__Text segment__
## begin
Learning Rust via Binary Search Tree

Publish Date

It's been quite a while since my last post about Rust, which didn't really talk about its core philosophy and how it worked, so this was written as an introduction to Rust for people who have already dabbled with the C programming language family. Additionally, if you don't know what binary search trees are, I strongly recommend taking a look at them first.

Ownership

We must first talk about ownership before implementing our BST. In Rust, an object must be owned by something and only that something. For example, take an uncopiable type A, the following code would result in compilation error.

let x: A = ...; // ownership of ... is x
let y = x; // transfers ownership to y
x...; // errors

So to reference x without x losing ownership requires "borrowing", which is split into two categories: shared references(&) and exclusive(mutable, &mut) references. The former is a pointer to a constant piece of memory that you can't edit via the pointer, the latter is a pointer to an editable piece of memory. There can only be at most one mutable reference to x per scope, and if there is a mutable reference to x, there must not be any shared references to x in that scope.
## end
__Set task 1__
Update the rows starting with the line that contains "target | light blue jersey" and going on through the final row, replacing "jersey" with "shirt" and changing nothing else. Leave the pictures out of your answer.
The Rust text and the rows that come after it were collected from separate sources.

__Given records__
## begin
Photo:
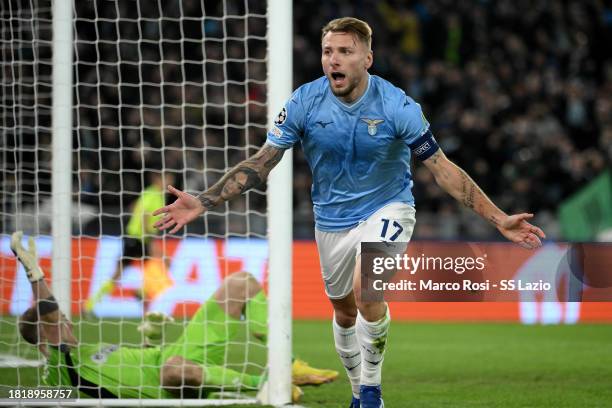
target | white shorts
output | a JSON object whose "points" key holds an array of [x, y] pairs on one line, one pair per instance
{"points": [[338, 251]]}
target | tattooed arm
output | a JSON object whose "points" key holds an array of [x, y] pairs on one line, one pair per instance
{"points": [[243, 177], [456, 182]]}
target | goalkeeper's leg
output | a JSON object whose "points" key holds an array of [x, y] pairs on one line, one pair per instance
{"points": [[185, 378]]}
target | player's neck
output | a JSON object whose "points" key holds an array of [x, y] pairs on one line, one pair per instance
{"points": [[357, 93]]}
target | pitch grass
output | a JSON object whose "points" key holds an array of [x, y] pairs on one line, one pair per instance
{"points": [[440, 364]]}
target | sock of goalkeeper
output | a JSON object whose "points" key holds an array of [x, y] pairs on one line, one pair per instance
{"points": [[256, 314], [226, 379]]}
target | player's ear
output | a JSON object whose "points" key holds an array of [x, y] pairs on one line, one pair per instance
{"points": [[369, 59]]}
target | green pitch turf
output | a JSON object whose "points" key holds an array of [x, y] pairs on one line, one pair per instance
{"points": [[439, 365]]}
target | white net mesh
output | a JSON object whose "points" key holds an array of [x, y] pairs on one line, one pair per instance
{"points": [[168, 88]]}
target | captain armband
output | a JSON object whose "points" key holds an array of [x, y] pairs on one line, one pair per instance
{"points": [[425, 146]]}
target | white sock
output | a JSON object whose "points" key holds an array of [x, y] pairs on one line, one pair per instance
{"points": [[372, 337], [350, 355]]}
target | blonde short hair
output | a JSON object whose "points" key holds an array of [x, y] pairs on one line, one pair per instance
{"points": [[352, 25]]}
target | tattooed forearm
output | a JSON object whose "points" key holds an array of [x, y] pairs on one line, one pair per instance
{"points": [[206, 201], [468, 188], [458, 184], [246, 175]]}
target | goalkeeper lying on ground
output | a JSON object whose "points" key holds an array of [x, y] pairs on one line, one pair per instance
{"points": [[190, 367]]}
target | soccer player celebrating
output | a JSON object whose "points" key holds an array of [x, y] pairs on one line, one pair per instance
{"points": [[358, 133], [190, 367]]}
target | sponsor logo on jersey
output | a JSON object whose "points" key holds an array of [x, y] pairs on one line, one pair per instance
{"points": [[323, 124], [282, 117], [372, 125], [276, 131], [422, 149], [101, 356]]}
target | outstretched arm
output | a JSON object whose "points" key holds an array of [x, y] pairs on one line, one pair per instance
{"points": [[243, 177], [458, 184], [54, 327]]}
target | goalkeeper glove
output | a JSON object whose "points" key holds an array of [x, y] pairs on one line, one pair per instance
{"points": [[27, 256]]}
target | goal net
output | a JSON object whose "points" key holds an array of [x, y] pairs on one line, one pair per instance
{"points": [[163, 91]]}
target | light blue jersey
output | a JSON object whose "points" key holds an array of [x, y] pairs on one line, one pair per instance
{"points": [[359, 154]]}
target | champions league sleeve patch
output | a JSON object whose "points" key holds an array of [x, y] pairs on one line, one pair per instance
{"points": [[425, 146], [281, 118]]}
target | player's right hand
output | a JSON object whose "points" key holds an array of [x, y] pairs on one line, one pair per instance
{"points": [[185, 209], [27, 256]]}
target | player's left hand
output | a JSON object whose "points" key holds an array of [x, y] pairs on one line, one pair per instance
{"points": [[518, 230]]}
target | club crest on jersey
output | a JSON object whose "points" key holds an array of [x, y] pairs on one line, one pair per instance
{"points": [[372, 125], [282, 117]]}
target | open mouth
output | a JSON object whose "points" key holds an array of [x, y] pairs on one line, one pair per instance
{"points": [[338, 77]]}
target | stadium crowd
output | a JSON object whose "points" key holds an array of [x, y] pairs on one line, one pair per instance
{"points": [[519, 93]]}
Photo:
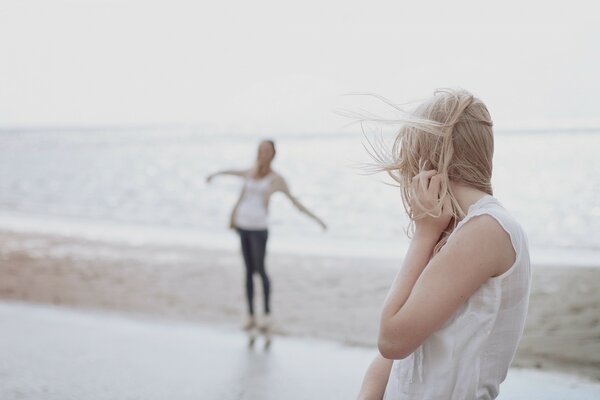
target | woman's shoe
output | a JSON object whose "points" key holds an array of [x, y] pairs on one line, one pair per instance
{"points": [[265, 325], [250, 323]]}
## end
__Set task 2__
From the Rust ownership text, copy the passage starting with "It's been quite" and going on through "at them first.", word for word.

__Task result 1__
target | light blue shirt
output | a JSON object whose "points" key holds an array of [x, y] pairs on one line, one pair per instance
{"points": [[359, 154]]}
target | champions league sleeve patch
output | a JSON object whose "points" key holds an array of [x, y] pairs on one line, one pair per instance
{"points": [[425, 146], [281, 118]]}
target | player's right hand
output | a JSON object whose "points" key holds an array of [x, y] pairs on one line, one pair per instance
{"points": [[185, 209], [27, 256]]}
target | player's left hand
output | a JSON object whose "points" key holds an array of [x, y] pairs on one line, one pair per instance
{"points": [[518, 230]]}
target | club crest on shirt
output | a JSON object whose "points" key holds an array of [x, y] pairs on one line, one pair per instance
{"points": [[372, 125], [282, 117]]}
target | open mouth
output | a JSON object whose "points" key holds an array of [x, y] pairs on one line, one pair per instance
{"points": [[338, 77]]}
target | stadium crowd
output | a JSON object whose "points" key holds an array of [x, y] pairs on one line, one pair per instance
{"points": [[519, 93]]}
Photo:
target | woman's shoe
output | a JSON object whose "points" key holds an array of [x, y] pairs on one line, one pair per instance
{"points": [[265, 325], [250, 323]]}

__Task result 2__
It's been quite a while since my last post about Rust, which didn't really talk about its core philosophy and how it worked, so this was written as an introduction to Rust for people who have already dabbled with the C programming language family. Additionally, if you don't know what binary search trees are, I strongly recommend taking a look at them first.